**What to work on**. Display each line of the data below that contains the string "draw". Matching is case-sensitive.

**Data records**.
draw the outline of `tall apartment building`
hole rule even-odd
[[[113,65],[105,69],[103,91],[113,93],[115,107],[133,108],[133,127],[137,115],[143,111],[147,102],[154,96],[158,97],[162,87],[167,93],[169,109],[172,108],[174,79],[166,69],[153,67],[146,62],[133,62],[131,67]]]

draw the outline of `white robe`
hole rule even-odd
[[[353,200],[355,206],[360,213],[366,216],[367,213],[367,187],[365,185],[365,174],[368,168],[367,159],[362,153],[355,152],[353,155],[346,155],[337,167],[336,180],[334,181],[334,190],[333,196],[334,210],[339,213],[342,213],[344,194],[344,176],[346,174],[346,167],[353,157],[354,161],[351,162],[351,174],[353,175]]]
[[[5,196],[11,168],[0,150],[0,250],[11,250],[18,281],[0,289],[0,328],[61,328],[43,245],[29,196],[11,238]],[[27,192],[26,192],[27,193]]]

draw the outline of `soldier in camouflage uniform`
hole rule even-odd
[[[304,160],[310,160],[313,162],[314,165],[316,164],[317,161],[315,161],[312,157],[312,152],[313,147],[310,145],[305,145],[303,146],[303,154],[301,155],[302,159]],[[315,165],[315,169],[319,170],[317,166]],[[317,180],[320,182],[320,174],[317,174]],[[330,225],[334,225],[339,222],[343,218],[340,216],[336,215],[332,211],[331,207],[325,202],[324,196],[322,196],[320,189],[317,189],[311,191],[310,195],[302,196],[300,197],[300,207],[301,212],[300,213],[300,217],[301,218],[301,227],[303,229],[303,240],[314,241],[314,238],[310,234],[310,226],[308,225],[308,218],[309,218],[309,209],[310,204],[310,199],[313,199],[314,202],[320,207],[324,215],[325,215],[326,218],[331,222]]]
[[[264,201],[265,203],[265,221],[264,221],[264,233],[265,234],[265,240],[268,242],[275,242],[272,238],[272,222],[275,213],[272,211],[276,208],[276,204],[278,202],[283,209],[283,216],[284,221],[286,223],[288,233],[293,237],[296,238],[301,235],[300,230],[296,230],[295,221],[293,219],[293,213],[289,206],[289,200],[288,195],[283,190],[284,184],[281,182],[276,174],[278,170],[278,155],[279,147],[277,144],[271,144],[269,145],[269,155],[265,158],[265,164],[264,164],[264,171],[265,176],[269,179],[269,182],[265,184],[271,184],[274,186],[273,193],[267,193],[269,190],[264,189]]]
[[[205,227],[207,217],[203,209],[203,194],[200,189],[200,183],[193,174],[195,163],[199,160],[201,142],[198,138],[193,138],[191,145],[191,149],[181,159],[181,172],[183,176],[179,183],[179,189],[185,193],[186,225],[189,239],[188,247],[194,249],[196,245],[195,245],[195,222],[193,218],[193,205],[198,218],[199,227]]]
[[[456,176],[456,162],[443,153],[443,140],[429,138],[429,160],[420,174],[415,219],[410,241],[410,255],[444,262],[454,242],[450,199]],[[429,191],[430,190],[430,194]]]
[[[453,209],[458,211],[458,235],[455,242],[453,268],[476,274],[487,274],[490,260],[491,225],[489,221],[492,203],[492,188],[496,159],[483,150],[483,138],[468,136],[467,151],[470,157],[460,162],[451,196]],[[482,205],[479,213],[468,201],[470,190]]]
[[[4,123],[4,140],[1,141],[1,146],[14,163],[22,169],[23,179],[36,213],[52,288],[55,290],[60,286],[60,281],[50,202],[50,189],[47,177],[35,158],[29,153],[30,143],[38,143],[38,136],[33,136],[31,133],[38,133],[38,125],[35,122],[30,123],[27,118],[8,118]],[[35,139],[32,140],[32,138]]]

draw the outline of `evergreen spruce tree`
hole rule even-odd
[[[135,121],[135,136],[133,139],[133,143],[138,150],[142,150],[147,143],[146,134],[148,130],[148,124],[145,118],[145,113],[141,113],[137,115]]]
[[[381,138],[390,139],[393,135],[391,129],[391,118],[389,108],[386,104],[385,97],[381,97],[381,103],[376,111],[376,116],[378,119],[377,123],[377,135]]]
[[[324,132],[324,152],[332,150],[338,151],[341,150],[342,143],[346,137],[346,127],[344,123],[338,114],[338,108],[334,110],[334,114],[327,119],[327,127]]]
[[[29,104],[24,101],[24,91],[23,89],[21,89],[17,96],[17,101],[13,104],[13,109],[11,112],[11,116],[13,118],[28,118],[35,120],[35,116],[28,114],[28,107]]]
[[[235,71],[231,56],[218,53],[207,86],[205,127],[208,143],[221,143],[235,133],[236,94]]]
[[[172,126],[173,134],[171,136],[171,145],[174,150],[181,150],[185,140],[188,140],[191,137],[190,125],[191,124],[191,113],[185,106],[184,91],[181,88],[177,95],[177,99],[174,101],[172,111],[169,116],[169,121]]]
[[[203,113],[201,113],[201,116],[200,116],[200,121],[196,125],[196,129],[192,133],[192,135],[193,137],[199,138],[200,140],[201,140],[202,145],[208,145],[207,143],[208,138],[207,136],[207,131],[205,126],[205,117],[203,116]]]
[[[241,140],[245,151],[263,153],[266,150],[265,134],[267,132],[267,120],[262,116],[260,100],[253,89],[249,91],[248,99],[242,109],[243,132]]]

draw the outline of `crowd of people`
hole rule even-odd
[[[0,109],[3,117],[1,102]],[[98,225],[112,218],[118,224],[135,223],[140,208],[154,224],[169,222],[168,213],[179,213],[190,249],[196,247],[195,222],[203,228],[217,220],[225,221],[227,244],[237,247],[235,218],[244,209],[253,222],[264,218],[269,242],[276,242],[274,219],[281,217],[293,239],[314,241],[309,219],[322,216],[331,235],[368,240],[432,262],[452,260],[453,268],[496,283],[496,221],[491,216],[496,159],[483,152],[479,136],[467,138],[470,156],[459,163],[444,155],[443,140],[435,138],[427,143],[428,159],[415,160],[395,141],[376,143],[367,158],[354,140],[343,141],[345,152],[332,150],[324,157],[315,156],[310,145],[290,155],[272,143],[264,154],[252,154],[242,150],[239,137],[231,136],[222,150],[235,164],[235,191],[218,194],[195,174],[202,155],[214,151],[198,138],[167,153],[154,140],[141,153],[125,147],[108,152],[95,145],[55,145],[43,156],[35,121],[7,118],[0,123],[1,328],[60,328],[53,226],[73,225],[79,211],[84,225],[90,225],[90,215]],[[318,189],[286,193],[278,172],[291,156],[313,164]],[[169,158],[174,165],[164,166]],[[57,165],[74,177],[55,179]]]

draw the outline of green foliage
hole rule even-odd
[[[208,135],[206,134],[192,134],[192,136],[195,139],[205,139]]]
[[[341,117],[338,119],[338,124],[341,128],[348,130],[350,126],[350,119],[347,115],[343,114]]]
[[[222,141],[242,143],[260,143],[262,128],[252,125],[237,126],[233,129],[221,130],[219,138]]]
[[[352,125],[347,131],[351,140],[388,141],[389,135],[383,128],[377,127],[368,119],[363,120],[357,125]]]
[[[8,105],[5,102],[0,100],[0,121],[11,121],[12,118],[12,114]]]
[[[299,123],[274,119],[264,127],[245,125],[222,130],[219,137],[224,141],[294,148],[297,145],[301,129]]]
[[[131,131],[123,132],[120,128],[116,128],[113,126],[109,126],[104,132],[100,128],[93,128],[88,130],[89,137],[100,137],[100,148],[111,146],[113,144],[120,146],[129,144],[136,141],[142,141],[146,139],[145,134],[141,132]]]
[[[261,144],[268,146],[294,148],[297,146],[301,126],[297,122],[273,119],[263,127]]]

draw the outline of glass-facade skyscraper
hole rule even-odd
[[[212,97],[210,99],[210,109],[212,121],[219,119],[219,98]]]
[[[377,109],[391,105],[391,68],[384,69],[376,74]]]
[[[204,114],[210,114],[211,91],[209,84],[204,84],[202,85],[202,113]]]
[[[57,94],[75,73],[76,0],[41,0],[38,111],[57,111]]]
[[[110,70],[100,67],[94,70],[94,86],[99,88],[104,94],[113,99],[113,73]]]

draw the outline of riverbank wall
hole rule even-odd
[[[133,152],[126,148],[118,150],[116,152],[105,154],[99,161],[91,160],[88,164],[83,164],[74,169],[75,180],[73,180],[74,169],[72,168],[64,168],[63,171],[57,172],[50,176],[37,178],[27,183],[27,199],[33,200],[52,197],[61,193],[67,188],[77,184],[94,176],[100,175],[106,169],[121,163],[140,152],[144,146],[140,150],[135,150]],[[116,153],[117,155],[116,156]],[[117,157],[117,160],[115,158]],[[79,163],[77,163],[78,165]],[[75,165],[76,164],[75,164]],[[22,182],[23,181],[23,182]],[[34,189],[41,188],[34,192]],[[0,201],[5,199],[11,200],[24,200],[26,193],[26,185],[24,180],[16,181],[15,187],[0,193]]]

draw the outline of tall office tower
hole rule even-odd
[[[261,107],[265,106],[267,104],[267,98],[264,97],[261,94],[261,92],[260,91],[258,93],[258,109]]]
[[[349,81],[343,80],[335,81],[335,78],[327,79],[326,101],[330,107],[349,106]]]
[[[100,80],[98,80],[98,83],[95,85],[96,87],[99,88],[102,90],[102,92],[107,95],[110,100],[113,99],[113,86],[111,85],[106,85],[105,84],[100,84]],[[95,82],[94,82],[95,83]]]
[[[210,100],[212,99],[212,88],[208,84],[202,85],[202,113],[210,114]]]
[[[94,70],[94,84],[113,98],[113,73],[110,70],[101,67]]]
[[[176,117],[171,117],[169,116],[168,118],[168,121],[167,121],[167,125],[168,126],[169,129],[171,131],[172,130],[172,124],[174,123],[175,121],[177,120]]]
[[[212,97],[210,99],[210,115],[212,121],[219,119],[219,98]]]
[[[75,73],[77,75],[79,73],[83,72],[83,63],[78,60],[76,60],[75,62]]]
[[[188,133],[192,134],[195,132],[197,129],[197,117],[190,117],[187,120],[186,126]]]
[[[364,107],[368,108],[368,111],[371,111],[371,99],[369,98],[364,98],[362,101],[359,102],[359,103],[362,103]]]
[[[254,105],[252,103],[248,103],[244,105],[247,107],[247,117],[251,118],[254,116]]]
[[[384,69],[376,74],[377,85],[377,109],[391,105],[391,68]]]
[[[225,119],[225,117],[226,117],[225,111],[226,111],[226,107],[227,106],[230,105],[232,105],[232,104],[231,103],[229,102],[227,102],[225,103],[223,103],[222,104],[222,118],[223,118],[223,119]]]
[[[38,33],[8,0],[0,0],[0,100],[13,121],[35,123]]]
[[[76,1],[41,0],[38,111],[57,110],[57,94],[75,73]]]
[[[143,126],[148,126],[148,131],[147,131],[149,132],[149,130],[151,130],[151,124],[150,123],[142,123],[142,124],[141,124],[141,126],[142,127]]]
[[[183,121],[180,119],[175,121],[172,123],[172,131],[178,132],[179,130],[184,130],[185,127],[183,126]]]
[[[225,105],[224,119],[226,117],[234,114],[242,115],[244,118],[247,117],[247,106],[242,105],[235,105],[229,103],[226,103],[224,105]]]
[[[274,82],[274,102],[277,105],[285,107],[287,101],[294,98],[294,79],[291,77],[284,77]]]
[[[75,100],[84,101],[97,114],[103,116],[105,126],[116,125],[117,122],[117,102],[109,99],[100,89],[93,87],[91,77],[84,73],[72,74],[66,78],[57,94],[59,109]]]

**Final answer**.
draw the outline of `tall apartment building`
draw the outline of `white robe`
draw the outline of `soldier in camouflage uniform`
draw the outline of `evergreen spruce tree`
draw the outline of `crowd of people`
draw the outline of green foliage
draw the outline of glass-facade skyscraper
draw the outline of riverbank wall
draw the outline of tall office tower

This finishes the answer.